A key issue for cultural centres is to make sure that new methods of engagement do not overlook the potential for content and technology to contribute to sustainable connections with young people. Equally important is the need to mitigate against the tendency to be preoccupied with the newness of the technology and its commercial possibilities. This discussion will provide details of how the interaction design process can be used to reveal social, temporal, spatial and cultural dynamics in order to design better visitor experiences.

* People have more control over their information and technology now
* How does our technology change our relationships with the places we go/interact in?
* Issues for museums: how do you integrate place/artefacts/content (web/mobile)?
* Mobility means being on location
* Participant observation helps understand what people are after in experiences
* “Convergence” of communication
* On-demand services have measurable impacts on visitor experience

The Cultural Frontline of the Sea Change Phenomenon - Virginia Rigney (Paper available here).

- _JOBS_
**a.** Translate this sentence from the passage on cultural centres and visitor experience into Spanish: "Equally important is the need to mitigate against the tendency to be preoccupied with the newness of the technology and its commercial possibilities."
**b.** Answer these questions from the passage on cultural centres and visitor experience:
(i) What dynamics can the interaction design process be used to reveal?
(ii) What does mobility mean?
(iii) What does participant observation help understand?
**c.** Reproduce the passage on cultural centres and visitor experience from "A key issue" to "integrate place/artefacts/content (web/mobile)?", substituting "heritage institutions" for "cultural centres".

[Saved entries]
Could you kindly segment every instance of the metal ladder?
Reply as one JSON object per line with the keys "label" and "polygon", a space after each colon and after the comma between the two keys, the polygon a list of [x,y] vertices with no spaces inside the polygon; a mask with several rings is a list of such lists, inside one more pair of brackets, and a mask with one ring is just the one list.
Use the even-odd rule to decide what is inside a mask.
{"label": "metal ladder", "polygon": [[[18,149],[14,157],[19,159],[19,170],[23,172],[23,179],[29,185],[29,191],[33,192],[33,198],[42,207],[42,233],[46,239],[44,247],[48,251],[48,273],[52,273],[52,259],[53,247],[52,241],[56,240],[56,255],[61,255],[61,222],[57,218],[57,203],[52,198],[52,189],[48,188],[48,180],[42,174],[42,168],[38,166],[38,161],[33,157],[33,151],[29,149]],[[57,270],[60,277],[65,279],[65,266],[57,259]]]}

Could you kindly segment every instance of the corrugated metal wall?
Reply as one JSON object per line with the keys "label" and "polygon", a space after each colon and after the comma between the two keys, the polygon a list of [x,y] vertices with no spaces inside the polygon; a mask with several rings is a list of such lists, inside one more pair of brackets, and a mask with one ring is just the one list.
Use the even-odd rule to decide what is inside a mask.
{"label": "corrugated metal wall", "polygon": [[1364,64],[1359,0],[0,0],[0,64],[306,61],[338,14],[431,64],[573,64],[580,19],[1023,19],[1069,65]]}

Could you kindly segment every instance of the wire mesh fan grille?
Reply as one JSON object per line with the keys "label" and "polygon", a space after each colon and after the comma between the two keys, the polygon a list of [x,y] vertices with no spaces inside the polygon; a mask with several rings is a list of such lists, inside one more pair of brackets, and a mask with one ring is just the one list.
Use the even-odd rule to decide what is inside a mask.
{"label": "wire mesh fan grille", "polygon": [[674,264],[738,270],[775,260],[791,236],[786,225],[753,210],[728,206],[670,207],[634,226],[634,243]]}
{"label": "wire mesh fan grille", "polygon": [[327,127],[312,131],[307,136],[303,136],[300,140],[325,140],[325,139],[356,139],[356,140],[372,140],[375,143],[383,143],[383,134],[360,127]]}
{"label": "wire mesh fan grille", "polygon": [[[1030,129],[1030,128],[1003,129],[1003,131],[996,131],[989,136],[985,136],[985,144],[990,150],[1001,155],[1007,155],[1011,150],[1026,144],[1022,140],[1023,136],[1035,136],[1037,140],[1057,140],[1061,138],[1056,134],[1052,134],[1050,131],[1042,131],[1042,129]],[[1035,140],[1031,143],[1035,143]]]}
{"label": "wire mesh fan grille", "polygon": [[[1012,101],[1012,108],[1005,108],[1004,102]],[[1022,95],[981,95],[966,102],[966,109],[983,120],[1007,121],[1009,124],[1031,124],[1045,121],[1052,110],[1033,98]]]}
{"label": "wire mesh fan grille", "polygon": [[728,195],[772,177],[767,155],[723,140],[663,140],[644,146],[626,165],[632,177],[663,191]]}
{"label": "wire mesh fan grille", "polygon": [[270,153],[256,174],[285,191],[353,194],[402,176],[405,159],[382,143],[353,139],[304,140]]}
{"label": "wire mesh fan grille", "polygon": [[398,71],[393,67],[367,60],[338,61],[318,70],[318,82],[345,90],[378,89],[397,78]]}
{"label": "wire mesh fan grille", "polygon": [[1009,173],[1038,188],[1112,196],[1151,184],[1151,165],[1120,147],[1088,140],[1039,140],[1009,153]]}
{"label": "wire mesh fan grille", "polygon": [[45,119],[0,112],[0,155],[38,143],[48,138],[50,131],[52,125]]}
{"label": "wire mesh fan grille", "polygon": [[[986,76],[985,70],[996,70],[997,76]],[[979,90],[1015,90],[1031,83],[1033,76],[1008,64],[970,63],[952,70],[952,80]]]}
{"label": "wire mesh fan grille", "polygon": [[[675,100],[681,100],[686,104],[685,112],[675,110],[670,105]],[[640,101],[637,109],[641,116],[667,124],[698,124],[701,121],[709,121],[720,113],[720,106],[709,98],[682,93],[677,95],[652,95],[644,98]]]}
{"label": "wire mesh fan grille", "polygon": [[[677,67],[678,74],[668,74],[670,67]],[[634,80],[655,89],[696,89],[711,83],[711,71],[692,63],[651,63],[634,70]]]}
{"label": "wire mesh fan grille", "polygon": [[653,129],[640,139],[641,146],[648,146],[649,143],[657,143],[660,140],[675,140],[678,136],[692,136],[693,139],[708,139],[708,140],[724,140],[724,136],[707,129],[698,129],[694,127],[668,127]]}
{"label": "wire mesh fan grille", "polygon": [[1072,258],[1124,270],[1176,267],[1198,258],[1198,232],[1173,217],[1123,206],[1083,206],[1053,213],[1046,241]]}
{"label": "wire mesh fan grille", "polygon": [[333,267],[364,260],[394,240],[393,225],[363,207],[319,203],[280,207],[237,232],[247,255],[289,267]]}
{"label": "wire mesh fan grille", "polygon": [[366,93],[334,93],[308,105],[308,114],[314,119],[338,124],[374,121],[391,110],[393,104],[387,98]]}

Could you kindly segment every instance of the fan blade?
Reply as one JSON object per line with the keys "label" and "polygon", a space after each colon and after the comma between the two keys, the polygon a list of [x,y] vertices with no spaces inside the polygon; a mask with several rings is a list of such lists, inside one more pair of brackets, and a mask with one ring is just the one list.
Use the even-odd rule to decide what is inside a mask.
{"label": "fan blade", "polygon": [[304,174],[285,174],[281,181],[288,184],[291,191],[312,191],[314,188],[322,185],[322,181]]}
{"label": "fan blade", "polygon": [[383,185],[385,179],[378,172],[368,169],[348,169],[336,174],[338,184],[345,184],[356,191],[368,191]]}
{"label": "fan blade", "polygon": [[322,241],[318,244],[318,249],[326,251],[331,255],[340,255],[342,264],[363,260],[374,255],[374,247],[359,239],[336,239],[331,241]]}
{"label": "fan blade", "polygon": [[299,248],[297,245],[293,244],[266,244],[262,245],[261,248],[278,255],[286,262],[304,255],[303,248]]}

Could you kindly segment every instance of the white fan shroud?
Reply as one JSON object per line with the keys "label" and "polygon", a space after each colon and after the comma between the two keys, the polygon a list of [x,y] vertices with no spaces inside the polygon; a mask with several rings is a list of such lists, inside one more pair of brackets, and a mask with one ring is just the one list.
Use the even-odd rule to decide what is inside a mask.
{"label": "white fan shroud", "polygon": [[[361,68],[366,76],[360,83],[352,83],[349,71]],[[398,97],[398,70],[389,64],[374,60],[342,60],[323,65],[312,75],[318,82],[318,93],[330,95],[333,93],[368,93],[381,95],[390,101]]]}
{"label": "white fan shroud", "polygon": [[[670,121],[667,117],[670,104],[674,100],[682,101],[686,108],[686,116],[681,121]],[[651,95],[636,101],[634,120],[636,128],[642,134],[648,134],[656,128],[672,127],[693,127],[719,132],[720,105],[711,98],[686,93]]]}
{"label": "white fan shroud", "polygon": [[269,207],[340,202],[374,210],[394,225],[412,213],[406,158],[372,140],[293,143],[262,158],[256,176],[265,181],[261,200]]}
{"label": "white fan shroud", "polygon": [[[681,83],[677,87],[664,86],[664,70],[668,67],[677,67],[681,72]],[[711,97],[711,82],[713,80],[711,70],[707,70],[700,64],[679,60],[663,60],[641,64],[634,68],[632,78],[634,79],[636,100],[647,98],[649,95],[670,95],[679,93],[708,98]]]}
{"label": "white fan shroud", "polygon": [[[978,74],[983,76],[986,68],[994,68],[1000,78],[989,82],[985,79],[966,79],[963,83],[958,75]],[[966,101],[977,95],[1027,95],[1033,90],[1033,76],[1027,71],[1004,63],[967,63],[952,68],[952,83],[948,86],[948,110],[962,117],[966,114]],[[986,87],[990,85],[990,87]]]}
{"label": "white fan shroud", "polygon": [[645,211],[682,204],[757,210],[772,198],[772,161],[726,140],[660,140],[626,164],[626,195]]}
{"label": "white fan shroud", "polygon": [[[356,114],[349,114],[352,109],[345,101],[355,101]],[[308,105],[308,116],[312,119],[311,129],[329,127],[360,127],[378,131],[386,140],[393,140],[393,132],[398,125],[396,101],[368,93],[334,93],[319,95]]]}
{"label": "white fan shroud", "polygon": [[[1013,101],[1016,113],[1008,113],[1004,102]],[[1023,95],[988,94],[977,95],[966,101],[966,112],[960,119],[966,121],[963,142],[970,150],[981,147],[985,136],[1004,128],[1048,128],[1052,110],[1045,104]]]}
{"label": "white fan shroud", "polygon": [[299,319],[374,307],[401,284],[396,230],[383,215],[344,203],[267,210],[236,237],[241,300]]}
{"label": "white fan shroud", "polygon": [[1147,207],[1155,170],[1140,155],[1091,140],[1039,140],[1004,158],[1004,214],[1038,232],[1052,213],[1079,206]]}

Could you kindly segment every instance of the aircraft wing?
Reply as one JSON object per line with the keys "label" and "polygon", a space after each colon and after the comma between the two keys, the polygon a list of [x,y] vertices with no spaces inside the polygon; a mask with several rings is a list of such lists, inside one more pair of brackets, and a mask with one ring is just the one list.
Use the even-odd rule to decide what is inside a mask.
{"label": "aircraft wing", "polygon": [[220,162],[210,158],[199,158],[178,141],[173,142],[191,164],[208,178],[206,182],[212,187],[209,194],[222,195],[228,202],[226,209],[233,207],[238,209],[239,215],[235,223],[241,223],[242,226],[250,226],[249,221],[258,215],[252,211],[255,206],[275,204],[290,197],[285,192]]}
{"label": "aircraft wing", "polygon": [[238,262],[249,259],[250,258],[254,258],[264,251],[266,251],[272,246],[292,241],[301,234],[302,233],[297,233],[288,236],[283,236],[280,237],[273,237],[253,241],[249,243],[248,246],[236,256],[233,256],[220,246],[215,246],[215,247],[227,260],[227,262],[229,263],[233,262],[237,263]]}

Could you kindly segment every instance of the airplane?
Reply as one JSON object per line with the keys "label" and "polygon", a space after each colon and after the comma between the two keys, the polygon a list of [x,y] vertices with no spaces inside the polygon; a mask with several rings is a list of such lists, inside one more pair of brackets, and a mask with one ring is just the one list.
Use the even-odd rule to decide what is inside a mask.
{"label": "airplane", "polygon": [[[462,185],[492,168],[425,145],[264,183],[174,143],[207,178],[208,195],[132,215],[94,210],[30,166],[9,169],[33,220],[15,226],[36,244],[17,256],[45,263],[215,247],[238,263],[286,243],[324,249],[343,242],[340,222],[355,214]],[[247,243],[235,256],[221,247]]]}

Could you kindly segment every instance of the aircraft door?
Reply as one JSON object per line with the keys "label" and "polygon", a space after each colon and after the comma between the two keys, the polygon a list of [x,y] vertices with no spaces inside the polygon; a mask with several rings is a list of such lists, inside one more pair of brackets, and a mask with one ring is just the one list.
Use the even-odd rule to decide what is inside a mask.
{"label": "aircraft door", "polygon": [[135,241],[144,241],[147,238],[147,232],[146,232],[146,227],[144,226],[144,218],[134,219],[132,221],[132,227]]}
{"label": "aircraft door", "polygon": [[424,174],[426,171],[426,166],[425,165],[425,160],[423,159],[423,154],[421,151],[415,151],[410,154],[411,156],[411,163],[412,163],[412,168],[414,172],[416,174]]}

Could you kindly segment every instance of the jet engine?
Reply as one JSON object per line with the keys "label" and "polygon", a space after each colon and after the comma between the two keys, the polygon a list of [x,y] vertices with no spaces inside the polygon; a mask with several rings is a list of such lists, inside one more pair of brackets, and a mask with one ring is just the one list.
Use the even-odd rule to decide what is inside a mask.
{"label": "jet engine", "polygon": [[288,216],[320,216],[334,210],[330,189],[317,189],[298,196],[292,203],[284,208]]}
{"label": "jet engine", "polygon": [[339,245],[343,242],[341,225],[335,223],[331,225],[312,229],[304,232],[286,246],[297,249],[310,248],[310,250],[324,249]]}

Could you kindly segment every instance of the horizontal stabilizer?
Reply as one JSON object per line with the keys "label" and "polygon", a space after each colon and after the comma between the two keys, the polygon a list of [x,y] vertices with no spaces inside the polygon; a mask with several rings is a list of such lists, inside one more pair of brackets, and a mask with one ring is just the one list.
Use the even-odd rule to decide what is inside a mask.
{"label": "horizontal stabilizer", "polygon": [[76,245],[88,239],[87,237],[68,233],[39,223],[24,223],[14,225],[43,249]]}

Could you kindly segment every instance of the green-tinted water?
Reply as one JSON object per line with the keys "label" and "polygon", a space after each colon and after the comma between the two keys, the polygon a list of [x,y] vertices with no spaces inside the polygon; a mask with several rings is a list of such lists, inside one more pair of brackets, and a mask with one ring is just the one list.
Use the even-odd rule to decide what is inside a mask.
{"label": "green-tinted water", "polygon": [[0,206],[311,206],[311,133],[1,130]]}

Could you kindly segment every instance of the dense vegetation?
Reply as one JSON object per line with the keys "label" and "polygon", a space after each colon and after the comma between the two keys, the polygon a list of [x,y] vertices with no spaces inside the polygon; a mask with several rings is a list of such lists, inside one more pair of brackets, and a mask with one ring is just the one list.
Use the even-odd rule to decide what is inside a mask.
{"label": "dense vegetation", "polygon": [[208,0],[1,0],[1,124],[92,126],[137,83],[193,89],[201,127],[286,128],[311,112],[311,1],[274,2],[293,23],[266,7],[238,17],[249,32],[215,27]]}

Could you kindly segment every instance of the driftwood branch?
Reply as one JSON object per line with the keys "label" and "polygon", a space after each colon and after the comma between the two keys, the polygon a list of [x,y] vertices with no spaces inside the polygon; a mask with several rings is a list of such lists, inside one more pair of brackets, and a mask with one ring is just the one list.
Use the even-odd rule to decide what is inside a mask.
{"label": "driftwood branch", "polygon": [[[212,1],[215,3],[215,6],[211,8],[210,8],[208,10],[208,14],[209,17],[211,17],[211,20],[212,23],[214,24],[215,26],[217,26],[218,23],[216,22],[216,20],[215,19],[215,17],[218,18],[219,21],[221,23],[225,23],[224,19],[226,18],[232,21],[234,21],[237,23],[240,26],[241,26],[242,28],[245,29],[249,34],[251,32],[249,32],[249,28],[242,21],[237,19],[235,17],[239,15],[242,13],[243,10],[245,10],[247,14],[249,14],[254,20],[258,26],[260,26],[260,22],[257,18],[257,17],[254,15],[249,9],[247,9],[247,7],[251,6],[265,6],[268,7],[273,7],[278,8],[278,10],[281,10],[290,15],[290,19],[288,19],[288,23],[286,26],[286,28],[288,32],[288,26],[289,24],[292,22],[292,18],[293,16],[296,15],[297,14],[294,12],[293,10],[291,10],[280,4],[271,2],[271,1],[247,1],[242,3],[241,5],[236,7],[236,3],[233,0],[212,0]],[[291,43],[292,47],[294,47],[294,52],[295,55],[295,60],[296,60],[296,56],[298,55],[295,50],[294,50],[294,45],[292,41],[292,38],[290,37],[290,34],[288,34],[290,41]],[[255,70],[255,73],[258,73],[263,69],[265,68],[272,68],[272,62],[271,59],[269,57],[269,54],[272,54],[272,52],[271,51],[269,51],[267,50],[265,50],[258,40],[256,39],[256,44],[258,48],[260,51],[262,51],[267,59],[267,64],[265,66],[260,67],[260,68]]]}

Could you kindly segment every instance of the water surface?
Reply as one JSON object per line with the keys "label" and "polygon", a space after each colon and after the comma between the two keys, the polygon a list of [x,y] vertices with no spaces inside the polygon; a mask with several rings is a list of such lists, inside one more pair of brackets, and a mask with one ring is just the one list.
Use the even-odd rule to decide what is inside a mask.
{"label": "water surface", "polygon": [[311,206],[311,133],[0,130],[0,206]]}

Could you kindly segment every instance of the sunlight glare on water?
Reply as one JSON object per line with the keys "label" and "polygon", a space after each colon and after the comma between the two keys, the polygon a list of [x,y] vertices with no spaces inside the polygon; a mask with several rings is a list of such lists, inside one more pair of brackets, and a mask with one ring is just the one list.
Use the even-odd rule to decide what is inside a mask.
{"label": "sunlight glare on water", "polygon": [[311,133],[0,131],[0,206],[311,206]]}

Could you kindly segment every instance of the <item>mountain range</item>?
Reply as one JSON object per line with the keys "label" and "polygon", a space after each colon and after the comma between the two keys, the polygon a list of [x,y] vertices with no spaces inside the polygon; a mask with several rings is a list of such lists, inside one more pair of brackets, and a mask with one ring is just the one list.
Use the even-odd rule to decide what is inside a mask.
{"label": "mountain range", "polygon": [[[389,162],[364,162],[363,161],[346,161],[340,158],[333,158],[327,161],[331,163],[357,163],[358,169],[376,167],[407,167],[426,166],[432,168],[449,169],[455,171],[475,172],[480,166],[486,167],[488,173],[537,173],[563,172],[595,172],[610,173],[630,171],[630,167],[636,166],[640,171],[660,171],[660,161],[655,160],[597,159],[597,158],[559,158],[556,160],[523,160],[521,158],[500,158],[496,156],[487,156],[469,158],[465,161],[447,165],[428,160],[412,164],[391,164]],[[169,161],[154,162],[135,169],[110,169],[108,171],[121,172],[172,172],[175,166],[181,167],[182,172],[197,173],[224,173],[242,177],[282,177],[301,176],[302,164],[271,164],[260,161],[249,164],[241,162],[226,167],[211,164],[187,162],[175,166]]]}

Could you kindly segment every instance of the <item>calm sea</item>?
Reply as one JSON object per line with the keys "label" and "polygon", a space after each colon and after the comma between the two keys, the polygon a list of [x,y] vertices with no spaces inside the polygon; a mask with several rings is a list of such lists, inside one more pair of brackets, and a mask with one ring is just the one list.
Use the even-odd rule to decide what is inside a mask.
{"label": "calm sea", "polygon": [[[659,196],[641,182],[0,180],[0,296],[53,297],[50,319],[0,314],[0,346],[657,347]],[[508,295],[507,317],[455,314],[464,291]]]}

- _RESULTS OF THE EXERCISE_
**a.** Igualmente importante es la necesidad de mitigar la tendencia a estar preocupados por la novedad de la tecnología y sus posibilidades comerciales.

**b.**
(i) Social, temporal, spatial and cultural dynamics.
(ii) Being on location.
(iii) What people are after in experiences.

**c.**
A key issue for heritage institutions is to make sure that new methods of engagement do not overlook the potential for content and technology to contribute to sustainable connections with young people. Equally important is the need to mitigate against the tendency to be preoccupied with the newness of the technology and its commercial possibilities. This discussion will provide details of how the interaction design process can be used to reveal social, temporal, spatial and cultural dynamics in order to design better visitor experiences.

* People have more control over their information and technology now
* How does our technology change our relationships with the places we go/interact in?
* Issues for museums: how do you integrate place/artefacts/content (web/mobile)?